Copy the following lines word for word, leaving every character unchanged.
────────────────────
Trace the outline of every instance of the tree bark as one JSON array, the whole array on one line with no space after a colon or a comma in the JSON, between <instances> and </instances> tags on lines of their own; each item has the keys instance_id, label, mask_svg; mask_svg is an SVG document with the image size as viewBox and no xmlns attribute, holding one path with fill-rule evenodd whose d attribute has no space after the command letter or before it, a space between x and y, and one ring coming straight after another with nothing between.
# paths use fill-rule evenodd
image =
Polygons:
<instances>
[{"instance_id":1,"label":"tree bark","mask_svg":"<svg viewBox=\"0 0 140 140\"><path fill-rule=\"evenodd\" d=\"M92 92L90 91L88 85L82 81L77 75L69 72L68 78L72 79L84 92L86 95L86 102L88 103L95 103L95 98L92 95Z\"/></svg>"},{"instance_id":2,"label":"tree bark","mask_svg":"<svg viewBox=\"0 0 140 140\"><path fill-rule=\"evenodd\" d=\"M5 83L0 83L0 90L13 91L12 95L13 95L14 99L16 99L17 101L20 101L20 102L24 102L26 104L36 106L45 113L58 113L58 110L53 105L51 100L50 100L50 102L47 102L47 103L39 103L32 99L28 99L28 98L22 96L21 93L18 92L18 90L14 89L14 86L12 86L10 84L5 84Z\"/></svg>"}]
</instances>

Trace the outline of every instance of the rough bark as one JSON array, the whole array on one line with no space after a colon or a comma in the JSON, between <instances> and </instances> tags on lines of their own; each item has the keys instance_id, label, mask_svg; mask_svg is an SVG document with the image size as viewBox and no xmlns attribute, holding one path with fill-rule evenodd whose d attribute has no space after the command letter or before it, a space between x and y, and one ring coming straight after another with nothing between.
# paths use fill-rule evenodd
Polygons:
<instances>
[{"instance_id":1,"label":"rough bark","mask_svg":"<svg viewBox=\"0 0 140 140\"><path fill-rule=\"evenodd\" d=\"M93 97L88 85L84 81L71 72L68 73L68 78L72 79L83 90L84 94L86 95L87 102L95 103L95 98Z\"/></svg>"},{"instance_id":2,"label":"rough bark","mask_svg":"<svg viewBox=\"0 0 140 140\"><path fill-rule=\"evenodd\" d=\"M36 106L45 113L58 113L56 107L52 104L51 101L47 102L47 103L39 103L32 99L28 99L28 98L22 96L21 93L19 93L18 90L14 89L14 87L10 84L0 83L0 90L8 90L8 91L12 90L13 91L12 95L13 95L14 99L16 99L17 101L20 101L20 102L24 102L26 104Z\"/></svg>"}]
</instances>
────────────────────
● **Completed exercise**:
Trace the outline of every instance of the tree bark as one JSON array, the whole array on one line with no space after a colon or a comma in the JSON, between <instances> and </instances> tags on lines of their own; each item has the keys instance_id, label, mask_svg; mask_svg is an SVG document with the image size as viewBox and no xmlns attribute, holding one path with fill-rule evenodd whose d attribute has no space after the command letter or before it, a space between x and y, and one ring coming straight after another with nothing between.
# paths use fill-rule evenodd
image =
Polygons:
<instances>
[{"instance_id":1,"label":"tree bark","mask_svg":"<svg viewBox=\"0 0 140 140\"><path fill-rule=\"evenodd\" d=\"M92 92L90 91L88 85L82 81L77 75L69 72L68 78L72 79L84 92L86 95L86 102L88 103L95 103L95 98L92 95Z\"/></svg>"},{"instance_id":2,"label":"tree bark","mask_svg":"<svg viewBox=\"0 0 140 140\"><path fill-rule=\"evenodd\" d=\"M5 83L0 83L0 90L13 91L12 95L13 95L14 99L16 99L17 101L20 101L20 102L24 102L26 104L36 106L45 113L58 113L58 110L53 105L51 100L50 100L50 102L47 102L47 103L39 103L32 99L28 99L28 98L22 96L21 93L18 92L18 90L14 89L14 86L12 86L10 84L5 84Z\"/></svg>"}]
</instances>

Trace the outline of every instance of the rough bark as one JSON array, the whole array on one line with no space after a colon or a comma in the JSON, between <instances> and </instances> tags on lines of their own; each item has the keys instance_id, label, mask_svg; mask_svg is an SVG document with the image size as viewBox and no xmlns attribute, holding one path with fill-rule evenodd whose d attribute has no space after the command letter or before it, a space between x and y, and one ring coming straight after another with nothing between.
# paths use fill-rule evenodd
Polygons:
<instances>
[{"instance_id":1,"label":"rough bark","mask_svg":"<svg viewBox=\"0 0 140 140\"><path fill-rule=\"evenodd\" d=\"M93 97L88 85L84 81L71 72L68 73L68 78L72 79L83 90L84 94L86 95L87 102L95 103L95 98Z\"/></svg>"},{"instance_id":2,"label":"rough bark","mask_svg":"<svg viewBox=\"0 0 140 140\"><path fill-rule=\"evenodd\" d=\"M36 106L45 113L58 113L56 107L52 104L51 101L47 102L47 103L39 103L32 99L28 99L28 98L22 96L21 93L19 93L18 90L14 89L14 87L10 84L0 83L0 90L8 90L8 91L12 90L13 91L12 95L13 95L14 99L16 99L17 101L20 101L20 102L24 102L26 104Z\"/></svg>"}]
</instances>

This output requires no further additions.